* **Task directions**: Lines of the data that contain the word "female" are the ones to copy.

(Dataset items)
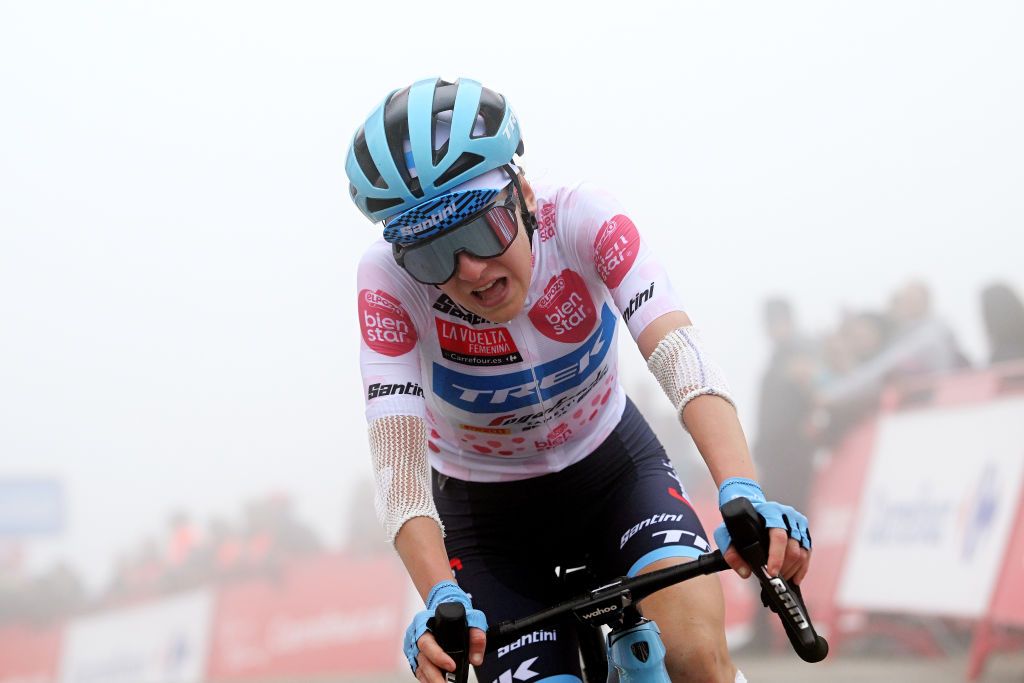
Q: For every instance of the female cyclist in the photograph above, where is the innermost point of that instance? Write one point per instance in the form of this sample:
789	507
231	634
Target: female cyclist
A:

* **Solution for this exercise**:
Q: For every instance of the female cyclist in the photograph above, where is the innermost point of that instance? Write one point per instance in the form of this sample:
Target: female cyclist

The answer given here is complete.